*Travail à faire*:
(1) Répondez à ces questions sur le texte consacré au syndrome du cœur brisé :
(a) Quelles hormones le système nerveux sympathique sécrète-t-il sous l'effet du stress ?
(b) Combien de cas de syndromes coronariens la France recense-t-elle en moyenne chaque année ?
(c) Combien de cas de ce syndrome Alain Furber dit-il voir par an dans son travail ?
(2) Poursuivez le texte sur le syndrome du cœur brisé à partir de sa dernière phrase.

*Texte source*:
%%
Le spécialiste tient toutefois à préciser que ce stress peut aussi être physique. Un accident vasculaire-cérébral (AVC) peut ainsi lui aussi aboutir à un syndrome du cœur brisé. Même chose pour une crise d’asthme, même si c’est très rare.
«Dans les deux cas, ce stress va stimuler le système nerveux sympathique qui lui va secréter des catécholamines, des hormones qui sont toxiques pour le cœur. Longtemps méconnue, cette pathologie cardiaque est aujourd'hui mieux diagnostiquée grâce au progrès de l'imagerie médicale qui a permis de mettre en évidence cette malformation à la pointe du coeur qui ressemble typiquement à un piège à poulpes», explique encore le professeur Furber.
Pas d'explosion en France, mais une hausse
En France, les syndromes du «coeur brisé» ont, du fait de cette difficulté historique à poser clairement un diagnostic, pendant longtemps été rangés dans la catégorie des syndromes coronariens.
En moyenne, l'Hexagone recense chaque année environ 100.000 cas de ces syndromes coronariens. Parmi eux, «de 1 à 3 % des patients concernés font réellement un 'tako-tsubo', ce qui représente de quelque 2.000 à 3.000 cas par an», explique Alain Furber.
A la question de savoir si la pandémie de coronavirus peut avoir fait bondir le nombre de cas en France, le président de la Fédération française de cardiologie se montre rassurant.
«Il n’y pas d’explosion de cas, mais on constate une légère hausse, notamment chez des personnes qui ont perdu des proches du fait de la pandémie. Des personnes dont le cœur va souffrir à l’annonce du décès de leur proche, par exemple. De même, une infection au Covid peut déclencher un stress, donc possiblement un syndrome du cœur brisé. Mais on ne peut pas encore parler d’épidémie dans l’épidémie, on en est même encore très loin. Dans mon travail, je dois en voir 7 à 8 par an, et j’en ai peut-être eu 2 de plus avec l’épidémie. Ce n’est pas flagrant», a-t-il certifié.
%%
*Lignes extraites*:
%%
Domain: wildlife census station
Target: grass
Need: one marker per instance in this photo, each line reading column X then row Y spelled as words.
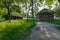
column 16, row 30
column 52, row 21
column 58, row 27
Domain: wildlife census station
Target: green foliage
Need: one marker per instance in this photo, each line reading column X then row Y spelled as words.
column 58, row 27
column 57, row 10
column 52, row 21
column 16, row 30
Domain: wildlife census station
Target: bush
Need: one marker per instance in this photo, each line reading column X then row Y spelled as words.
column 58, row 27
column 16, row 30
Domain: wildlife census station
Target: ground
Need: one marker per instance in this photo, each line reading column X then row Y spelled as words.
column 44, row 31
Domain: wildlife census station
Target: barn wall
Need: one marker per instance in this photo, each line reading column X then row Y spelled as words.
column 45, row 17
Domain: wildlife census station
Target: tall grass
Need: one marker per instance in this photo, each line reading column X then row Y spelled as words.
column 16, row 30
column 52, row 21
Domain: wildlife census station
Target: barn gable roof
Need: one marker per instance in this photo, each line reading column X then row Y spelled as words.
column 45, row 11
%%
%%
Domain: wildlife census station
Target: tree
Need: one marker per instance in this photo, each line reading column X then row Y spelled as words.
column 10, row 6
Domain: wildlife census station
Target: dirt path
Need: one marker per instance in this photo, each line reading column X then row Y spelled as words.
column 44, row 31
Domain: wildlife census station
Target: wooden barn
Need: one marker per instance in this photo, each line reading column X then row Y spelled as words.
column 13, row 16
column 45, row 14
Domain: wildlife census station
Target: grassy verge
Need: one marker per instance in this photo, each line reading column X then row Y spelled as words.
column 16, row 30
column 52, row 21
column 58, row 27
%%
*Réponses successives*:
(1)
(a) Des catécholamines, des hormones toxiques pour le cœur.
(b) Environ 100 000 cas.
(c) 7 à 8 cas par an.

(2)
Les femmes ménopausées plus concernées
Autre donnée intéressante, les femmes sont beaucoup plus touchées que les hommes, une répartition évaluée à 90 % de femmes contre 10 % d’hommes, selon le professeur Furber.
Par ailleurs, dans la très grande majorité des cas, ce sont des femmes ménopausées qui ont en moyenne 68 ou 69 ans.
Cela s'explique par le rôle joué par les oestrogènes, une hormone connue pour ses vertus protectrices sur le cœur.
Or, après la ménopause les oestrogènes perdent de leur protection. Le cœur est donc beaucoup plus sensible au stress.
Des complications dans 20 % des cas
Pour ce qui est du traitement, en phase aiguë, le malade va être hospitalisé en soins intensifs en cardiologie dans le but d'éviter une insuffisance cardiaque aigue ou un trouble du rythme cardiaque grave appelé fibrillations ventriculaires. La toute première étape va donc consister à surveiller ces patients.
En cas d'atteinte de la fonction cardiaque confirmée, le patient va être soigné avec des médicaments propres à l’insuffisance cardiaque, c’est-à-dire globalement avec des bétabloquants.
Mais si dans la grande majorité des cas, le rétablissement dure quelques jours voire quelques semaines et que le cœur va se remettre à fonctionner normalement, les risques de complications ne sont pas négligeables pour autant.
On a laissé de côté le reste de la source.